> QUESTIONS TO ANSWER
1. In the passage about the Wicht Club, what term did the club use for members' wives?
2. Carry on the passage about the Wicht Club from its last sentence.

> EXERCISE PASSAGE
= Wicht Club =

Informal society of Harvard University lecturers (1903 to 1911)

The Wicht Club was an irreverent, self-assembling society of Harvard University lecturers. From 1903 to 1911 it met monthly for informal dialogue to advance the members' scientific thought and expression. Today it would be seen as a professional development organization, but this group had its mascot (Das Wicht) and other terms:
- Wichts : members
- Wichtinnen : members' wives
- Was Wichtiges : annual binding of members' scientific reprints
The use of German language indicated the exposure of the Wichts to the Humboldtian model of higher education.

==Meetings==
The club met at a restaurant or hotel in Boston, going outside the stifling
atmosphere of academic or domestic spaces. Records were not kept of the ordinary
monthly meetings where a presentation may be interrupted or supplemented by
audience comments. According to Frederick Parker Gay, "guests were invited, among them
William James several times." Once a year the wives were invited to join the
Wicht Club when the new volume of Was Wichtiges was presented. "The nine
volumes … are a treasure trove of the work produced by young Harvard scientists and
philosophers at the beginning of the twentieth century."

> ENTRIES PROVIDED
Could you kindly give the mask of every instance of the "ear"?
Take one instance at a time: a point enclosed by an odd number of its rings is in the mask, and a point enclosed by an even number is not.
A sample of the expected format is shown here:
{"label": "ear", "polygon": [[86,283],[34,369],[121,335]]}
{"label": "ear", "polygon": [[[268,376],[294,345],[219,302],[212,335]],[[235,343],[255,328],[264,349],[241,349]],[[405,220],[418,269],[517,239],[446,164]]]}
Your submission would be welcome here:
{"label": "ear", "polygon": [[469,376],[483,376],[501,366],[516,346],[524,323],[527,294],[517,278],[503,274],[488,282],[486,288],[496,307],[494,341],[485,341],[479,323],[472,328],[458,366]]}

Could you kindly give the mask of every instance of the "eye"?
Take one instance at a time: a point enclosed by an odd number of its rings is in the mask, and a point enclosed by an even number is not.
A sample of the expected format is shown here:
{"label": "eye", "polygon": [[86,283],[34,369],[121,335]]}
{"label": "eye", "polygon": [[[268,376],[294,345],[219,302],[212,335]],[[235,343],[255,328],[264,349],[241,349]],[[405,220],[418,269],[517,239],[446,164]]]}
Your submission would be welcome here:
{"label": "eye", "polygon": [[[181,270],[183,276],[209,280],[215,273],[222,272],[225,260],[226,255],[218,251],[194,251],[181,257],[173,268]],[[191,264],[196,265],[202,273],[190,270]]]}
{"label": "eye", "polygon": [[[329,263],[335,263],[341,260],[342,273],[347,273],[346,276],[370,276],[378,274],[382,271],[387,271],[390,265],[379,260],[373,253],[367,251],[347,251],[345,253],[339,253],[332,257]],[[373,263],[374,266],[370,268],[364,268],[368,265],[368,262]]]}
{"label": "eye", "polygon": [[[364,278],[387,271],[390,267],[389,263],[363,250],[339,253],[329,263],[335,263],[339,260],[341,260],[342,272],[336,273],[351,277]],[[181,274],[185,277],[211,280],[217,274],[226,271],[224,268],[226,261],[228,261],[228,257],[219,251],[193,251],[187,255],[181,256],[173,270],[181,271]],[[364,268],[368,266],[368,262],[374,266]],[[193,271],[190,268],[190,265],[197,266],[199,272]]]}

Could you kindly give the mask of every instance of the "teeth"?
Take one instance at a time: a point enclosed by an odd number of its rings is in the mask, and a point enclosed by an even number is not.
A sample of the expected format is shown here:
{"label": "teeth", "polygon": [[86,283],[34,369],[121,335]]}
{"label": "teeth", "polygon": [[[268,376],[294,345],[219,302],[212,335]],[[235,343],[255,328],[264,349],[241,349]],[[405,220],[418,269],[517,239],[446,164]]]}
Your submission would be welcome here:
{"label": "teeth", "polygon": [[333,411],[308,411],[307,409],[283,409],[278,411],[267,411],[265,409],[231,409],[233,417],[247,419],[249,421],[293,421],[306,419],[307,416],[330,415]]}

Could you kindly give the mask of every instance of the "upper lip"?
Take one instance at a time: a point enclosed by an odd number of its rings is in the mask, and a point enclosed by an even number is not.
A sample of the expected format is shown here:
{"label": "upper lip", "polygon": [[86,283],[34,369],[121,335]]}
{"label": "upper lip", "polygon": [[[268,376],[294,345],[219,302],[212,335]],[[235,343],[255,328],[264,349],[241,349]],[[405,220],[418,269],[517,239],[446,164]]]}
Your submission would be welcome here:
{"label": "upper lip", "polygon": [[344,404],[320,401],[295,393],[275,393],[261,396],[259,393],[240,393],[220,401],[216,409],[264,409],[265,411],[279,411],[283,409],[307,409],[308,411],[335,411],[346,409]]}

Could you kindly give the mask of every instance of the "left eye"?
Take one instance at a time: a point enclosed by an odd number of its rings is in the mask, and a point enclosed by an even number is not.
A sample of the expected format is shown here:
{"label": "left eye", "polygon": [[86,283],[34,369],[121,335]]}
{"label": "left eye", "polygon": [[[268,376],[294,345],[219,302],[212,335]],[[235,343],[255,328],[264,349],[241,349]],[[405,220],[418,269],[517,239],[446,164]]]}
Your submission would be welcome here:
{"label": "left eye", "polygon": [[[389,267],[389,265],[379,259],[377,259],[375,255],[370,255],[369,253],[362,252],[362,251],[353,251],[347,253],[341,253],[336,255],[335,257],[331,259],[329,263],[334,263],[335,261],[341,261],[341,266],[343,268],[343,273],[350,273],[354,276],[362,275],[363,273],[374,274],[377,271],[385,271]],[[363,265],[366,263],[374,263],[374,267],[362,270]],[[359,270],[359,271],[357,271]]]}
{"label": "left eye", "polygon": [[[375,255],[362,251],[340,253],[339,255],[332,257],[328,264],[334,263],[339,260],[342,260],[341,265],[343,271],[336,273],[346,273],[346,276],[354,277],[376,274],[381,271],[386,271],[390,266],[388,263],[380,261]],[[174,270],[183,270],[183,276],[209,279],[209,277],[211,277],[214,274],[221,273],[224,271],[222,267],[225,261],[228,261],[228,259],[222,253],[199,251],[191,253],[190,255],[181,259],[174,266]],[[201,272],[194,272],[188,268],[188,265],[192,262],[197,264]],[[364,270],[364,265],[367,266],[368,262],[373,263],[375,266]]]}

> EXERCISE RESULTS
1. Wichtinnen

2.
Walter B. Cannon described the Club in his autobiography, The Way of an Investigator:
George Pierce and Ralph Perry were members of the Wicht Club, an informal organization of young Harvard instructors that existed early in this century. The club was named from a picture in Simplicissimus, a little gnomelike, red-draped figure, standing in a niche at the roots of a huge tree and with inquiring eyes peering out from under its hood. It was labeled "Das Wicht". The Wicht Club met once a month at a Boston hotel and, in mingled seriousness and jocularity, listened to one of the members who told about recently developed phases of his academic interest. Annually, until they became too numerous, the reprints of our published papers were gathered and bound under the title Was Wichtiges.

==Members==
- Elmer Ernest Southard, psychiatry
- Walter B. Cannon, physiology
- G. W. Pierce, physics
- Ralph Barton Perry, philosophy
- Gilbert N. Lewis, chemistry
- Robert M. Yerkes, primate biology
- Edwin Holt, psychology
- Harry W. Morse, physics
- Roswell P. Angien, psychology
- Wilmon H. Sheldon, philosophy

==Origin==
Boston society was largely organized around social clubs. For students there were Harvard College social clubs. To connect with their peers and share research, these instructors, without access to the exclusive clubs of Boston families, formed their own club.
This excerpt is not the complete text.